■ EXERCISE DIRECTIONS
Reproduce the line containing "Target: waterfall" in the listing below, then every later line up to the end, precisely as written.
--- AVAILABLE RECORDS ---
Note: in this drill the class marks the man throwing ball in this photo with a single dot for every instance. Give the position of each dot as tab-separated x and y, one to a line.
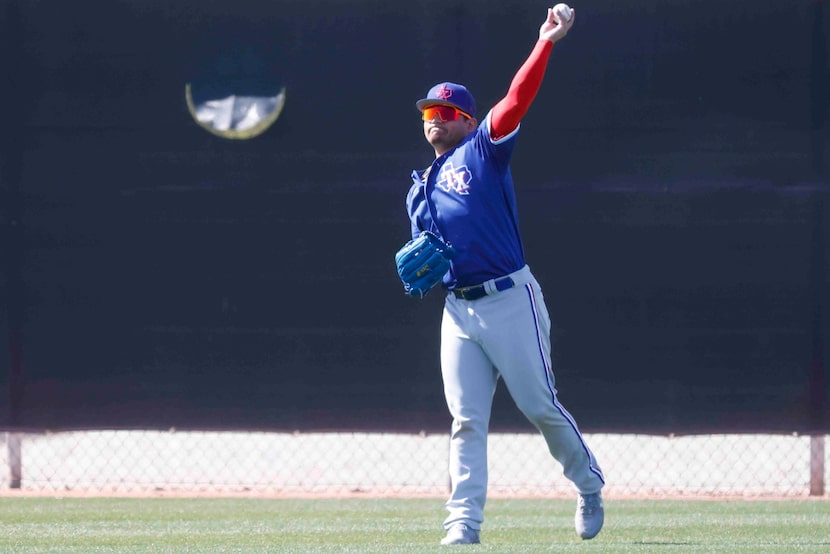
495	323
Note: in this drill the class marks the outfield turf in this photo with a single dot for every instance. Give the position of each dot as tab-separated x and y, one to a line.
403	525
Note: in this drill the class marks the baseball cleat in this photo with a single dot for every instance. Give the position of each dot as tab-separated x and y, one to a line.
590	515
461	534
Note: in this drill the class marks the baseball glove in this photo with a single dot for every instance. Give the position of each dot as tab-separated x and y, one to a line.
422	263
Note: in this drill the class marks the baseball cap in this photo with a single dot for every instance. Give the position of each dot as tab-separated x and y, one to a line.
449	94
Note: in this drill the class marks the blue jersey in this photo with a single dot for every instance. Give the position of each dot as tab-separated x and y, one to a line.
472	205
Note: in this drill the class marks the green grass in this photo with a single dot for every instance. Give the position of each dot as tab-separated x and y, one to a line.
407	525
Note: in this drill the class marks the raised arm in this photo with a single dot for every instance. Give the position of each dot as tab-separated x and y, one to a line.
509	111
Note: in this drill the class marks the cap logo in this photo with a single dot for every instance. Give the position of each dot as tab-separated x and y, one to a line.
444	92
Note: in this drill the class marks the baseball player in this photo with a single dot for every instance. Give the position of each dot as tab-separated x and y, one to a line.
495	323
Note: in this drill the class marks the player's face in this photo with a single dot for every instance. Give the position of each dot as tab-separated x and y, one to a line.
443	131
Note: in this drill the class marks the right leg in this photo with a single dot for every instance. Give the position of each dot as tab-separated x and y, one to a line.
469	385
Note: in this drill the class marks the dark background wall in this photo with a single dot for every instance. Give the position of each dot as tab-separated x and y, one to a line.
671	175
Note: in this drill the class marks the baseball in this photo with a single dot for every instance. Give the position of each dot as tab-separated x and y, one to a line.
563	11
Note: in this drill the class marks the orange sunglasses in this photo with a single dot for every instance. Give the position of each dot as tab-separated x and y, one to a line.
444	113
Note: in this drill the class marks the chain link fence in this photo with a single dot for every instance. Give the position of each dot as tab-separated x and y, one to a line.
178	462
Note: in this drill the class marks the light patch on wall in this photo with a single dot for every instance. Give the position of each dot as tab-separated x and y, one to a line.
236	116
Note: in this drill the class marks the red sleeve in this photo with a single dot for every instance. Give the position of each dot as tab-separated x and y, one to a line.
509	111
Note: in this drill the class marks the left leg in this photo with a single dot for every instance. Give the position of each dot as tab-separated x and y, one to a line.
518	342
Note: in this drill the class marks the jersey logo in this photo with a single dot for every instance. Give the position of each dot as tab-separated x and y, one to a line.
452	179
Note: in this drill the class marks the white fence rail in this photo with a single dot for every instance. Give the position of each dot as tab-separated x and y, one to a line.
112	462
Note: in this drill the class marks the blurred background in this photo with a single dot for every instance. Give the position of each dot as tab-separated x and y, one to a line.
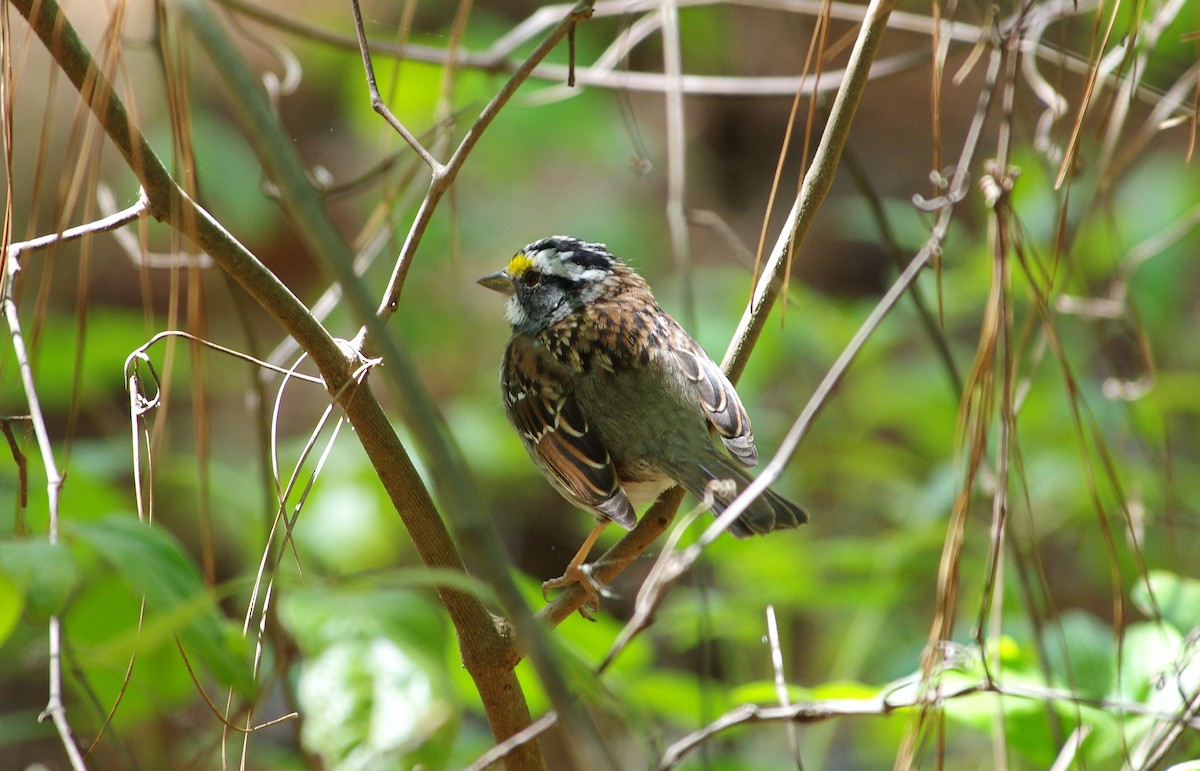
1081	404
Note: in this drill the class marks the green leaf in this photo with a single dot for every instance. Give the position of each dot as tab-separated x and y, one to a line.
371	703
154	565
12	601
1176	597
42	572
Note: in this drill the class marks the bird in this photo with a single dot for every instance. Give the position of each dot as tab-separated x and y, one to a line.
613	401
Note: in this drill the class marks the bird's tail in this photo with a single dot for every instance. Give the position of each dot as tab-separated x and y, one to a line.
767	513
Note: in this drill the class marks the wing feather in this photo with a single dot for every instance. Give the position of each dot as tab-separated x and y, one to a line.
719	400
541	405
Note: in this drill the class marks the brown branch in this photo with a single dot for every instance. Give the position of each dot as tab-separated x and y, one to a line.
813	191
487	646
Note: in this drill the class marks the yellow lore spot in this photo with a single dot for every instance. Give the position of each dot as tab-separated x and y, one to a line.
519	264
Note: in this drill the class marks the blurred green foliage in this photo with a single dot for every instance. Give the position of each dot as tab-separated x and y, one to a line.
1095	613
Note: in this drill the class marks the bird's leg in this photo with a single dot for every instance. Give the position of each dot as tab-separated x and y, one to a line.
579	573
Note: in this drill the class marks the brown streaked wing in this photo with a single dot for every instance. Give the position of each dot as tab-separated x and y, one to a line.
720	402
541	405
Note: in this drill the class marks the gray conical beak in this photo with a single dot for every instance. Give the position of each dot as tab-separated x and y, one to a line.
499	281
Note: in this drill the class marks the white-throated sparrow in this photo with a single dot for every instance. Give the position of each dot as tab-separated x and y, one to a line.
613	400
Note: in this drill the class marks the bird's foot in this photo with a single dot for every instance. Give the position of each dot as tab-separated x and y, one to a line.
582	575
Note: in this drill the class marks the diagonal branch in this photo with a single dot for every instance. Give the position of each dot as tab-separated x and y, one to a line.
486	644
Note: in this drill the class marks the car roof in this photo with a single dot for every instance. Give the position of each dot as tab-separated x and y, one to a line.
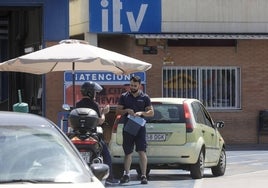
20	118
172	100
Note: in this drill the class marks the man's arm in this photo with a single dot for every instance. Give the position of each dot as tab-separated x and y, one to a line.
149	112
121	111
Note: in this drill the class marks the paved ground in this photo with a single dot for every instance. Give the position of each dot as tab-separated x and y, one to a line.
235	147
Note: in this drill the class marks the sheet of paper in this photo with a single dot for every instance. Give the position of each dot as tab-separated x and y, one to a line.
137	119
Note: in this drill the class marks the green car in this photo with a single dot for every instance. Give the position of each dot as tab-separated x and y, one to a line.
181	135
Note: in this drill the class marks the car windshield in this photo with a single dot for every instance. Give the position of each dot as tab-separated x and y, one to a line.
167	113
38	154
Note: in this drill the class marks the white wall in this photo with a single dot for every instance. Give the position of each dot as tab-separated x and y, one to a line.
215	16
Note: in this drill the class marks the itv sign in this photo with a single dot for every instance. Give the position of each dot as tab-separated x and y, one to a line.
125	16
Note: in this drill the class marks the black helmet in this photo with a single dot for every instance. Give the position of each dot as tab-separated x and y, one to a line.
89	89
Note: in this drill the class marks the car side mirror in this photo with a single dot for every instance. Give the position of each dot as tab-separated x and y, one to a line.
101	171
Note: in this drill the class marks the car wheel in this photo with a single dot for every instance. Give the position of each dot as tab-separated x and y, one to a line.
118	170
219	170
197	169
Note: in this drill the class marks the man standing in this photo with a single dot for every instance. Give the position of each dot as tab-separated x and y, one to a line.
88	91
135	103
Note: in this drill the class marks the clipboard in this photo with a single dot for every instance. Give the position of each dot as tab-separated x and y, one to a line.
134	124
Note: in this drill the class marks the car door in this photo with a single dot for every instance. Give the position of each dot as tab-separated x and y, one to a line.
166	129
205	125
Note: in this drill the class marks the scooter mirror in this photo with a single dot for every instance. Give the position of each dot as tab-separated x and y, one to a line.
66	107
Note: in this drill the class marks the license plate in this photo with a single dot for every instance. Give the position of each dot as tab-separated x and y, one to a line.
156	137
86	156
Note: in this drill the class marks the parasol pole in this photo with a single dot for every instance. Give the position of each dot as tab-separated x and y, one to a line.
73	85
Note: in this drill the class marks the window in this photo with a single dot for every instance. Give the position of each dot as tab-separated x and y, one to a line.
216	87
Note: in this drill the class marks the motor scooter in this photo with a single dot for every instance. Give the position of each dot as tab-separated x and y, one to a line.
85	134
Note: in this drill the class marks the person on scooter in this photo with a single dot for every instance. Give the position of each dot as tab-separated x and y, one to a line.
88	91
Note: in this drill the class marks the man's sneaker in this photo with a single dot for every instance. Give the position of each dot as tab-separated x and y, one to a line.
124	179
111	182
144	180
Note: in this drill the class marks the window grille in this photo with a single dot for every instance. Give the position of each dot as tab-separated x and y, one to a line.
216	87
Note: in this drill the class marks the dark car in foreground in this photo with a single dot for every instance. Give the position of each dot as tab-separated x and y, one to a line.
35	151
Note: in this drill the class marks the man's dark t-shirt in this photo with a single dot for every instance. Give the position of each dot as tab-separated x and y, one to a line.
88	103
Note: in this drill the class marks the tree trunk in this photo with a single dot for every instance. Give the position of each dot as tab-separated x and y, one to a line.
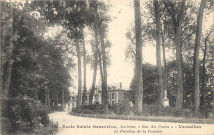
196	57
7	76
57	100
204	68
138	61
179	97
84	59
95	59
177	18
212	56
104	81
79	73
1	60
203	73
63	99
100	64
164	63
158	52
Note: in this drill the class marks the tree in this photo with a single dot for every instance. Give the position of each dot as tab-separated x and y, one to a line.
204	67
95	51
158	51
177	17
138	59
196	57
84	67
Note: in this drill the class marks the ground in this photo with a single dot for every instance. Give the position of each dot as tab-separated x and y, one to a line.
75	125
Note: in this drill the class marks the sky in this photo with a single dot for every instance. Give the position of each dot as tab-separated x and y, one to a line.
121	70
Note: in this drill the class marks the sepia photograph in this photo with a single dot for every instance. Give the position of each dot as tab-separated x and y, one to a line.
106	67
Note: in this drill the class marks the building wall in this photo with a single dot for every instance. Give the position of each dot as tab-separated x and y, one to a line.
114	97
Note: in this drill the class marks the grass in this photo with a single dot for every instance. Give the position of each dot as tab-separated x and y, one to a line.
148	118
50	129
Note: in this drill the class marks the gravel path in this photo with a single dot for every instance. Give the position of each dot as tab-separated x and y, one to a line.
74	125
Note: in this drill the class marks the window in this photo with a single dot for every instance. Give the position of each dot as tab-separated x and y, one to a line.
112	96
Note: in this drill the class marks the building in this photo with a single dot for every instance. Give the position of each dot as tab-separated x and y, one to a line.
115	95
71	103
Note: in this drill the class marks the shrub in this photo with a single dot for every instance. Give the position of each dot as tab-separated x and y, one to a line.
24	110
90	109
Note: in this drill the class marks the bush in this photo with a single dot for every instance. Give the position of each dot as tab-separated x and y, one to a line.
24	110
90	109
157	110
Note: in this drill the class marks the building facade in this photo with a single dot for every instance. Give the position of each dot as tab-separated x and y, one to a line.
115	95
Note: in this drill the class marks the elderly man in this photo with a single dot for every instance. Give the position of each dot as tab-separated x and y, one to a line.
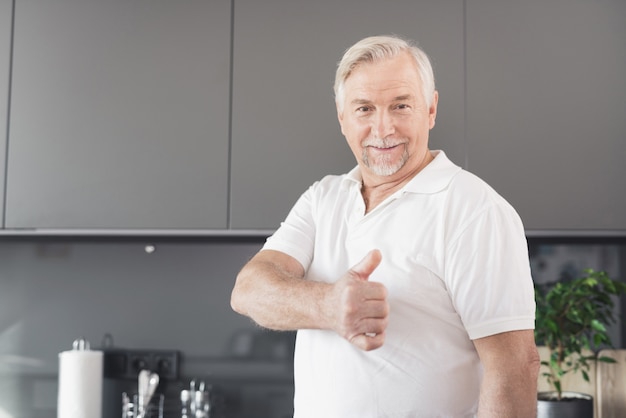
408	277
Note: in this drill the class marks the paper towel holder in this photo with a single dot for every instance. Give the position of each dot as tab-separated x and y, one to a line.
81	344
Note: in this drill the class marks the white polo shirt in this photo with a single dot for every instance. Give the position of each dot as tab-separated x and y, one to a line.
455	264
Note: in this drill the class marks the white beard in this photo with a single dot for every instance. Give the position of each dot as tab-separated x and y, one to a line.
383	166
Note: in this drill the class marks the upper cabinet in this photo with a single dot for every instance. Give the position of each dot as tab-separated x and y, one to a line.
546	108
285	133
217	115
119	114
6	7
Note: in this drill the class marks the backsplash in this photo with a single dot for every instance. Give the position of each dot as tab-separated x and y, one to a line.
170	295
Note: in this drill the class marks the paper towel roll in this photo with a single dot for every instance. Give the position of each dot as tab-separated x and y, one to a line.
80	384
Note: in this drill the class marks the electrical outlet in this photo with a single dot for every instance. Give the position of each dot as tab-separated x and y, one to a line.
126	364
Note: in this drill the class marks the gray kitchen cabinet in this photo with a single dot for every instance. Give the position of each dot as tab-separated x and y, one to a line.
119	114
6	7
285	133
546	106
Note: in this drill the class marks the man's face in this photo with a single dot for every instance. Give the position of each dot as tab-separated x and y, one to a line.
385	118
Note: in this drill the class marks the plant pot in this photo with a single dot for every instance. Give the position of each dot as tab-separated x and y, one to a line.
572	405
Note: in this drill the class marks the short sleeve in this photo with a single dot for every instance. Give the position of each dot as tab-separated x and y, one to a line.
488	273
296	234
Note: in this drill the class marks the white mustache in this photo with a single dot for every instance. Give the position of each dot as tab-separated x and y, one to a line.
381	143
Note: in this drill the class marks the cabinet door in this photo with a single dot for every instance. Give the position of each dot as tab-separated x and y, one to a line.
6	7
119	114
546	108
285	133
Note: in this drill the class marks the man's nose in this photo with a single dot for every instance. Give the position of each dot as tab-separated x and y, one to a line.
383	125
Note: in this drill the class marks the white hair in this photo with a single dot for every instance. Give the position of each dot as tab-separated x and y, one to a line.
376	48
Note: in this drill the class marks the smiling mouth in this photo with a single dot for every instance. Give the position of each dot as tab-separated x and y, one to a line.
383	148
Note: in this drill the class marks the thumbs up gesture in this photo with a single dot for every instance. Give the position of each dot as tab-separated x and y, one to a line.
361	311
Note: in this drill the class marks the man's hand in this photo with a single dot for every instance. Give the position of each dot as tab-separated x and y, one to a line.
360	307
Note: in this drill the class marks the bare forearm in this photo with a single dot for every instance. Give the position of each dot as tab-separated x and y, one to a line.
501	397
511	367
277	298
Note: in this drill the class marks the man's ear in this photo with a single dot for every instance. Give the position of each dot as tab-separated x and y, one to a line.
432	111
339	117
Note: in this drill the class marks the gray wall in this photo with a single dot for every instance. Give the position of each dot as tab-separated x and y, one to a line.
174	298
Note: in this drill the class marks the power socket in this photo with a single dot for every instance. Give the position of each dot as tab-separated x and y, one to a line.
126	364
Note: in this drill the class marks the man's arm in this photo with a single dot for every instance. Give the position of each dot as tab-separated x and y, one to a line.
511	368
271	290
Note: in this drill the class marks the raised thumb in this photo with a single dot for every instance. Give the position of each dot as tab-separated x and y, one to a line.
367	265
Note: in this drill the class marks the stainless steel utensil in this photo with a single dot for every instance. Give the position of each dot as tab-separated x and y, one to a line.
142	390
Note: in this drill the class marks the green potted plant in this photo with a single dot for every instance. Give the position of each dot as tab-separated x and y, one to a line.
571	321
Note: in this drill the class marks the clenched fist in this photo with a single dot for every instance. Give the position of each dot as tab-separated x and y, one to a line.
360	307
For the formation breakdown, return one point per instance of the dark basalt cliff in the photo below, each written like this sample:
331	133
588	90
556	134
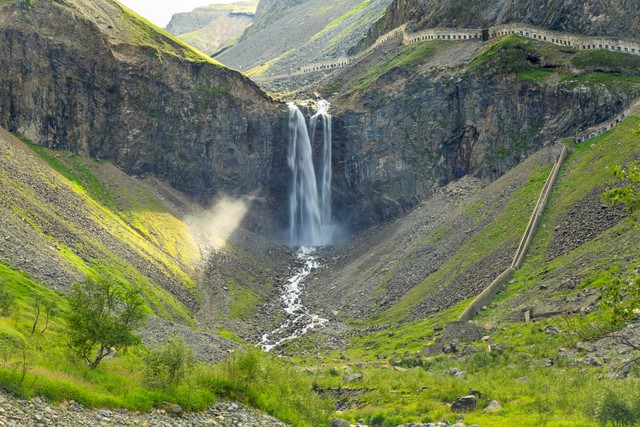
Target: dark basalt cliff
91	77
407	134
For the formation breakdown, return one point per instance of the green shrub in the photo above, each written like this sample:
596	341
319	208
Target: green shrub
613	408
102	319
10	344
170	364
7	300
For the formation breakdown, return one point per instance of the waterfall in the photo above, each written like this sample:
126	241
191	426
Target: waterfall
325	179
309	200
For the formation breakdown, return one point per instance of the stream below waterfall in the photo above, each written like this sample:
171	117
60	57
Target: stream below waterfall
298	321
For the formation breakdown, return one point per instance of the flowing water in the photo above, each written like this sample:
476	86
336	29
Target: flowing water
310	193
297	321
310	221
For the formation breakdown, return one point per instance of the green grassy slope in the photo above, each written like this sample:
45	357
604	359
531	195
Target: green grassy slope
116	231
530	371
---
■ ANSWER SECTION
Target: waterfall
325	179
309	200
For the formation breakdown, return one point per instance of the stream below waterfall in the photo above, each written like this sample:
171	117
60	57
Target: stream below waterfall
298	321
For the formation breakdown, return one point per instance of the flowing water in the photo above, each written like this sample:
476	86
336	29
Target: flowing water
310	193
297	321
310	221
For the formation breakdown, return one point per instance of the green grassy slope in the photo above, each written like this sample:
45	357
604	359
531	195
Target: green grassy slope
116	231
530	371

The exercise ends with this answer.